## DOCUMENT EXTRACT
Evaluation of a spatially resolved forest fire smoke model for population-based epidemiologic exposure assessment

• Published in: Journal of exposure science & environmental epidemiology Vol. 26; no. 3; pp. 233 - 240
• Main Authors: Yao, Jiayun, Eyamie, Jeff, Henderson, Sarah B
• Format: Journal Article
• Language: English
• Published: New York Nature Publishing Group US 01.05.2016; Nature Publishing Group
• Subjects: 692/699/75; 692/700/478/174; 704/158/2451; 704/158/2465; Air pollution; British Columbia; Canada; Distribution; Environmental aspects; Environmental Exposure; Epidemiology; Fires; Forest fires; Forests; Health aspects; Health risks; Measurement; Medicine; Medicine & Public Health; Office Visits; Original; original-article; Particles; Particulate matter; Particulate Matter - toxicity; Poisson Distribution; Risk factors; Smoke; Smoke inhalation injuries; Canada; particulate matter; epidemiology; modeling; respiratory effects; forest fire smoke; cardiovascular effects
• ISSN: 1559-0631; 1559-064X
• DOI: 10.1038/jes.2014.67

Exposure to forest fire smoke (FFS) is associated with multiple adverse health effects, mostly respiratory. Findings for cardiovascular effects have been inconsistent, possibly related to the limitations of conventional methods to assess FFS exposure. In previous work, we developed an empirical model to estimate smoke-related fine particulate matter (PM 2.5 ) for all populated areas in British Columbia (BC), Canada. Here, we evaluate the utility of our model by comparing epidemiologic associations between modeled and measured PM 2.5 . For each local health area (LHA), we used Poisson regression to estimate the effects of PM 2.5 estimates and measurements on counts of medication dispensations and outpatient physician visits. We then used meta-regression to estimate the overall effects. A 10  μ g/m 3 increase in modeled PM 2.5 was associated with increased sabutamol dispensations (RR=1.04, 95% CI 1.03–1.06), and physician visits for asthma (1.06, 1.04–1.08), COPD (1.02, 1.00–1.03), lower respiratory infections (1.03, 1.00–1.05), and otitis media (1.05, 1.03–1.07), all comparable to measured PM 2.5 . Effects on cardiovascular outcomes were only significant using model estimates in all LHAs during extreme fire days. This suggests that the exposure model is a promising tool for increasing the power of epidemiologic studies to detect the health effects of FFS via improved spatial coverage and resolution.

## RAW DATA
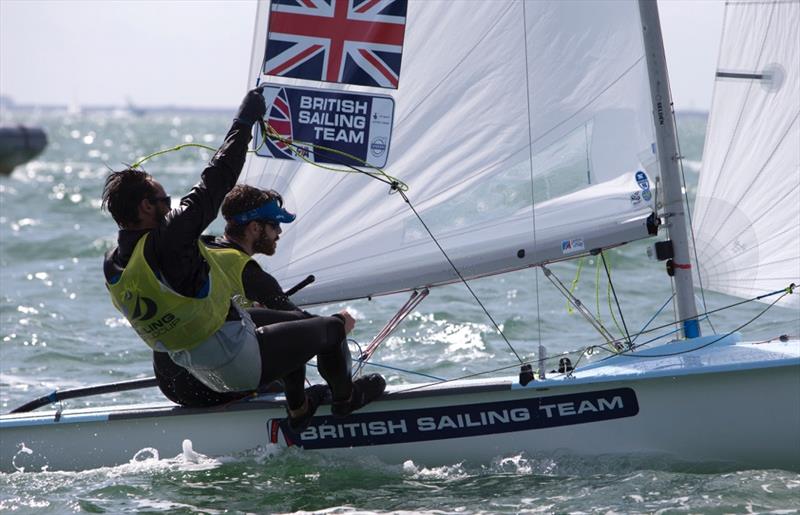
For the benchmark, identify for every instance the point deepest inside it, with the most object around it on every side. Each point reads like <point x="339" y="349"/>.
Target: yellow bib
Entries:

## TASKS TO CARRY OUT
(a) In the forest fire smoke article, what statistical method was used within each local health area to estimate the effects of PM 2.5 on medication dispensations and physician visits?
(b) In the forest fire smoke article, rewrite the paragraph beginning "Exposure to forest fire smoke (FFS)" as a short list that keeps its main facts.

## SOLVED TASKS
(a) Poisson regression.

(b)
- Forest fire smoke (FFS) is linked to several health harms, mostly respiratory. Cardiovascular findings have been inconsistent, possibly because conventional exposure methods are limited.
- The authors earlier built a model estimating smoke-related PM 2.5 for all populated areas of British Columbia, Canada.
- This study tested the model by comparing health associations for modeled versus measured PM 2.5.
- In each local health area (LHA), Poisson regression estimated effects on medication dispensations and outpatient physician visits. Meta-regression then gave overall effects.
- A 10 μg/m³ rise in modeled PM 2.5 was tied to more sabutamol dispensations (RR=1.04) and more physician visits for asthma (1.06), COPD (1.02), lower respiratory infections (1.03), and otitis media (1.05). All were comparable to measured PM 2.5.
- Cardiovascular effects were significant only with model estimates, in all LHAs, on extreme fire days.
- The model looks promising for giving studies more power to detect FFS health effects, through better spatial coverage and resolution.